Growing up is hard. No one can legitimately say it's easy. It's not.
waiting for the parade as a kid on Main Street.
In this world now, it's hard to find that peace and contentment, when so much goes on. I'm twenty. High school was a good time, but I feel I didn't really grow up then. The last year of my life has been the most life changing so far. I'm steps away from being really a man, and no longer a little kid. There's been fights with family over how to handle life situations, slowing down and realizing I don't need to rush into things, but consider everything before I make a move. But now, I'm becoming my own man. I'm moving out of my house I've grown up in for twenty years, and into a studio apartment in town. I won't be down the hall from my parents. I won't wake up to my little sister cannon-balling onto my bed on Saturday mornings to watch Jake and The Neverland Pirates, or even arguing with my bigger little sister (closest to me in age) over the last slice of leftover pizza in the fridge. It's the oddest, weirdest transition in life. But at the same time, the funnest and most exciting. I'd be lying if I said that this isn't hard on me too, but I know that it's time to grow up more than I am now, and this is helping the process.
I'd also be lying if I said I hate not being a kid anymore. There is something to be said about the innocence of children that I admire the most. As a young kid, I spent hours in my room building sets out of legos and creating my own adventures. I dug trenches and tunnels for my hotwheels in the back yard, right next to the dirt circle I played marbles with my grandma. Or the countless afternoons of eating Kid Cuisines and watching Steve Irwin on Crocodile Hunter. It's a simple, nothing but fun life as a kid. They don't know what cold realities the world has waiting in the shadows, ready to pounce on them as they age. And with recent times, it's really been hitting me hard that things like Sandyhook Elementary, or even the child that lost his life in the Boston bombing had to face that reality even sooner than they should have.

### Source data
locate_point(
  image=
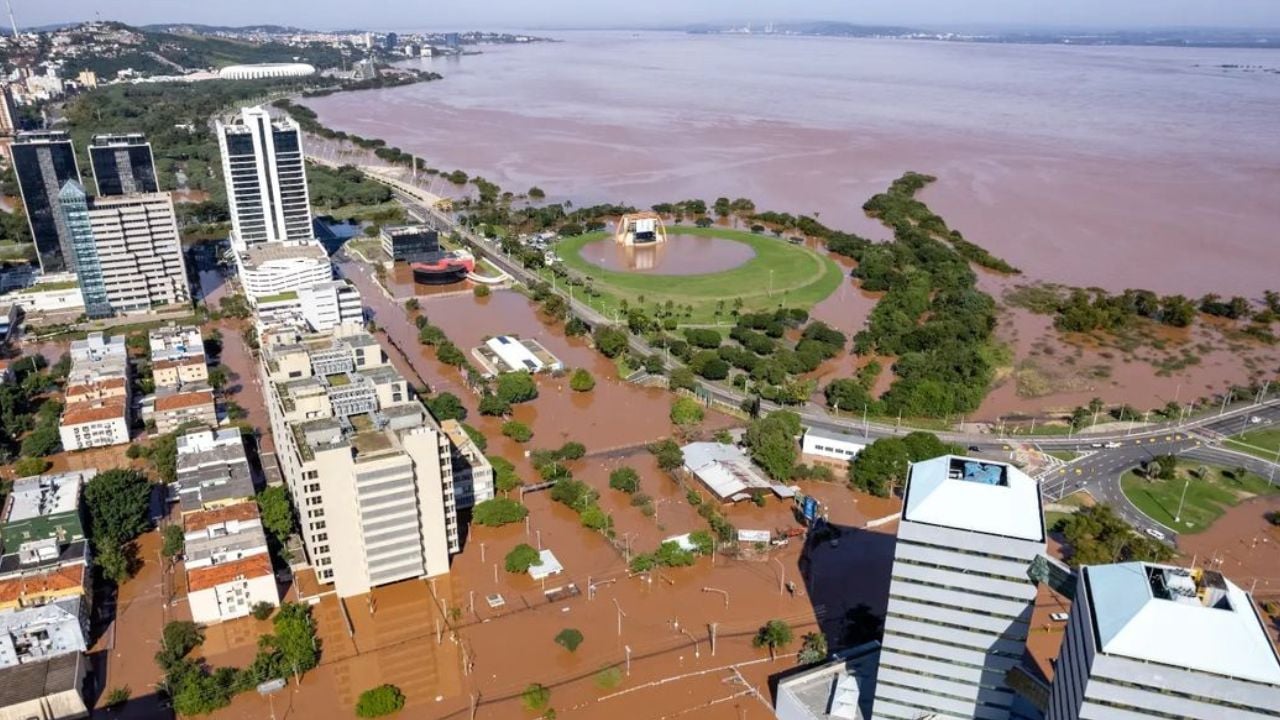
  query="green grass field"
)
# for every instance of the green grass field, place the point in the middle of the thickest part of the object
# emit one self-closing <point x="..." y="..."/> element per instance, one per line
<point x="1262" y="443"/>
<point x="800" y="278"/>
<point x="1206" y="499"/>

### Task to complete
Pick up the essay about growing up after its final sentence and keep writing it in the same first-person voice.

### Written answer
Which is why I'm writing this, saying that as grown up as I'll have to be, I will never lose sight of the childhood innocence. Having a little sister who's just starting first grade soon, I'll always promise to never do anything that won't break a real of naivety and innocence, and will always keep the magic I had as a child of Disney and things like that alive. Worlds such as Cars, Tinker Bell and her Pixie Hollow. The Hundred Acre Woods of Winnie The Pooh are all real. They exist as long as you believe in the stories. And I can guarantee you, the day I marry the girl of my dreams, and we have our own children, I'll be the dad who brings characters from stories to life with acting them out with voices, and jumping on the bed, or hiding behind curtains. Building pillow forts in the living room to watch movies all Saturday morning. And not just leaving them in the living room to do it on their own, but being right in the fort with them. And always instilling in them that this world may be hard and cruel. People will hurt you. But it's up to you to make it happy for you, and for those around you. I can't live with myself being upset over how cold the world is. And I can't live with myself if someday I don't carry on happiness and true creativity and an awe and wonder for the world around us to the next generation.
I may not work for Pixar or Disney, but they have it right with creating worlds and elements that I used to look at as real and believe that Pirates pillage towns, and I can climb Tarzan's Treehouse, and Escape Pleasure Island with Pinnochio, or fly off to Space inside a Mountain. It's all real...if you believe in it. I want to create and make worlds better than ever for kids younger than me to fall in love and wonder with. And as I pack up my room in a week and leave home, sort of like Andy did in Toy Story 3, I'm sure I'll cry, because my childhood has been over, and reality of adulthood is really fully setting in. But at least I can now find fun ways to watch the younger ones enjoy it like I once did.
My oldest younger sister and I planning out our adventures.
This is just a collection of random thoughts that's been heavily on my mind, and I'm sitting at my desk at work tearing up right now as I write this, but I don't want to lose sight of how the world CAN be viewed, and honestly should be viewed. Because cold darkness that is portrayed through so much is a virus that infects too many people. There really needs to be more genuine happiness and appreciation, and love for things. I just want to be another person in the world providing that for the next generation(s) to come.
So, like Russel from "Up" says, "Adventure is out there!". Do something in the world to make an adventure to go out there for.